- _What to do_
When you respond, write out each entry exactly as it stands.

══════════

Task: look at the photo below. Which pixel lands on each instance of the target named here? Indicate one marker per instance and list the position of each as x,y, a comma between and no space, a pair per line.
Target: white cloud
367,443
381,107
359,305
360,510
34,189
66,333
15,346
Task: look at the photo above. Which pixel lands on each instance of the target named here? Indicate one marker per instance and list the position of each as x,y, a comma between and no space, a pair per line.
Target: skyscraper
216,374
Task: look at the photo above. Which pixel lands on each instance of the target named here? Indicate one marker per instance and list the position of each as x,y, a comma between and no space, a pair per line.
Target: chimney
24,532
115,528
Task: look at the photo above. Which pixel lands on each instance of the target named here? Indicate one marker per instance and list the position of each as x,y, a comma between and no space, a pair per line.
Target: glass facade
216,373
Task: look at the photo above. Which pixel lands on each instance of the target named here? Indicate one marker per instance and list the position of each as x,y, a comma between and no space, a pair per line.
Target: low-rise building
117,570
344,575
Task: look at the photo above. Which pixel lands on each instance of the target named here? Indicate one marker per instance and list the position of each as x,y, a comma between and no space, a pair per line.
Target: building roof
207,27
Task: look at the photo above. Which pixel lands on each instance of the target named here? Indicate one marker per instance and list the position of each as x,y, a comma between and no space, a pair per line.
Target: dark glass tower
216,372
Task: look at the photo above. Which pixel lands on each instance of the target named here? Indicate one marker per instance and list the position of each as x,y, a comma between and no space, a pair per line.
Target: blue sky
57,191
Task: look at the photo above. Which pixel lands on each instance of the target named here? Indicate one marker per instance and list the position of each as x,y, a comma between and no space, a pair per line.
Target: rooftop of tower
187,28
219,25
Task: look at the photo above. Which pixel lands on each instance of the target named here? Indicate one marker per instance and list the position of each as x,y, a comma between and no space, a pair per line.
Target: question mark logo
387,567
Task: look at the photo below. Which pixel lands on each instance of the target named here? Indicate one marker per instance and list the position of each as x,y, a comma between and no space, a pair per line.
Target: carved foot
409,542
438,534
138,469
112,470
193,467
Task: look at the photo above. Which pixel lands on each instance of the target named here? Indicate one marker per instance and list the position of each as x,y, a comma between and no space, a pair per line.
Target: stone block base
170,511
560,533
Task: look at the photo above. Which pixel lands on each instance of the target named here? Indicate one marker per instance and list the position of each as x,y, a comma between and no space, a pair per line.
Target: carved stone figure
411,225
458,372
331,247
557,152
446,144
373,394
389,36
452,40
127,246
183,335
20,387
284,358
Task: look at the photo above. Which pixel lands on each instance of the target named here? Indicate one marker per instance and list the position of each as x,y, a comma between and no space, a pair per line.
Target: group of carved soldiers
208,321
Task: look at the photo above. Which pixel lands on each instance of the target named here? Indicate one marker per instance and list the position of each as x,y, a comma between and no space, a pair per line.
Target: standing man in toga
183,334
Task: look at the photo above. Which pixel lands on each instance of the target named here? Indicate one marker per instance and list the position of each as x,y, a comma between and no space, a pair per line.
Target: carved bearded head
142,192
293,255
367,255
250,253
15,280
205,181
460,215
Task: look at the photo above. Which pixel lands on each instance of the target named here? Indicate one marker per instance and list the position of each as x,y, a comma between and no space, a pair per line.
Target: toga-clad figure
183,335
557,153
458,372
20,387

══════════

- _Solution_
Task: look at the photo below. Which pixel lands on each instance of the target named here? Indicate one marker per instance and list the position of each as x,y, a comma between and no space, a pair per line.
Target: white cloud
367,443
381,107
359,305
360,510
34,189
66,333
15,346
Task: look at the photo above. Which pixel lands on each instance of the target named here? Indicate one marker per instance and list the position of each as x,y, a comma between and no space, a pair per line.
Target: skyscraper
216,374
Task: look at the photo above. Which pixel lands on each instance of the target named here? Indicate one marker per instance and list the position of each as x,y, a comma between and no space, a pair per line.
Target: chimney
24,532
115,528
Task: look at the photo above. Which pixel lands on each instance of the target named here? Indicate one marker per instance and list the position of each as x,y, a comma between and no space, a pair per line.
Target: glass facade
216,373
Task: look at the photo above. Which pixel lands on each instance of the target named here? Indicate one marker per instance and list the position of each as x,y, a comma between and no space, a pair per line.
Target: low-rise building
117,570
344,575
Task: look at the photo above. Which pixel lands on each instance of the target named here? Indicate one marker per instance and list the position of each as x,y, a comma between and no space, a pair per line.
Target: building roof
207,27
Task: look at the photo above. Which pixel lands on each instance of the target named here? Indicate one marker per instance and list the position of each as x,y, a comma between and no space, a pair per line.
Target: dark glass tower
216,372
Task: look at the photo above. Which pixel lands on each instance of the target named here? Indicate one marker per instance and list the position of each as x,y, a comma between and no space, a pair per line.
Target: blue sky
57,191
Task: look at the photo above. Which pixel lands on each instance of the target named here? Indicate one marker per instance and list the position of each as x,y, a comma between and no space, a pair per line.
Target: rooftop of tower
187,28
219,25
Task: look at the photo above. Which pixel lands on each instance of the target named here? Indicate one marker per instance and list the position of each as x,y, a comma between and no space, a pair per line.
Target: question mark logo
387,567
Task: look at the photo below. Which pixel lands on each instance of the target named here? Indicate one marker per instance and list the position of each as x,y, a comma between and no space, a pair per line.
Target: carved foot
409,542
438,534
138,469
112,470
193,467
Task: look at the photo above. Which pixel lands on each instance of the target named here? Indicate one marker per instance and list the position of each as x,y, a comma between and no space, a pair per line.
Target: stone block base
170,511
560,533
Task: look at the photo above. Which pixel lands on each instance of the target named here? Indicate one marker per instance and list the position of each as x,y, a comma between and no space, a pair per line.
Target: carved stone figure
411,225
458,372
331,247
557,152
446,144
373,394
389,36
452,40
127,246
183,335
20,387
284,358
Task: look at the photo above. Which pixel lands on each instance of the target named here? Indicate one marker per instance and list the position of each as x,y, a comma between and no space, a pair per line.
Target: group of carved soldiers
208,321
Task: look at the photo above. Which pixel lands on each instance of the target named here? Indicate one marker per instance and list the position of each as x,y, a comma between and no space, a pair per line.
Target: standing man in toga
183,334
Task: look at the photo above. Which pixel lands on each instance of the target named here? Indicate one marker per instance and list the position of each as x,y, a comma between and no space, a pair per line.
Target: carved bearded head
142,192
293,255
367,255
250,253
15,280
205,181
460,215
Task: look at the photo above. Which pixel lands on each instance of the target named here? Indicate one marker per instance and list the position of each as x,y, a comma between and no space, a pair per line.
Target: toga-clad figure
183,335
557,153
458,372
20,387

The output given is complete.